--- EXTRACTED DATA ---
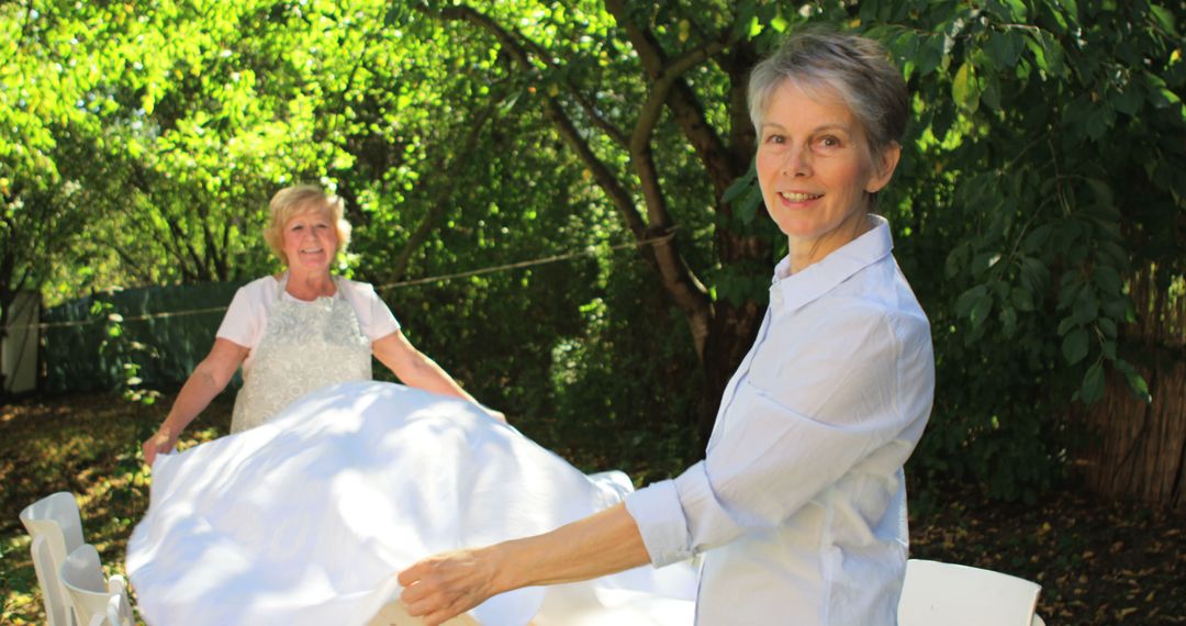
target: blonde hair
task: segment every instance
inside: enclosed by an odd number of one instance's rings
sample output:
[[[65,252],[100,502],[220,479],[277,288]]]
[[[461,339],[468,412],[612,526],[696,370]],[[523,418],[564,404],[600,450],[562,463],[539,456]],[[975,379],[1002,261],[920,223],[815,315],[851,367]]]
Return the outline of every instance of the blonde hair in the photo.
---
[WHAT THE EXERCISE ASKS] Copy the material above word for word, leaving out the pictures.

[ANSWER TO THE TASK]
target: blonde hair
task: segment every instance
inside: enclosed by an odd number of one instance's rings
sample output:
[[[65,252],[100,502],[220,479],[277,288]]]
[[[461,339],[468,412],[612,526],[696,370]],[[523,418],[564,404],[600,450],[562,463],[539,456]],[[975,379],[1002,261],[920,223],[815,315],[851,367]]]
Return the outline of every instance of the blonde hair in the photo.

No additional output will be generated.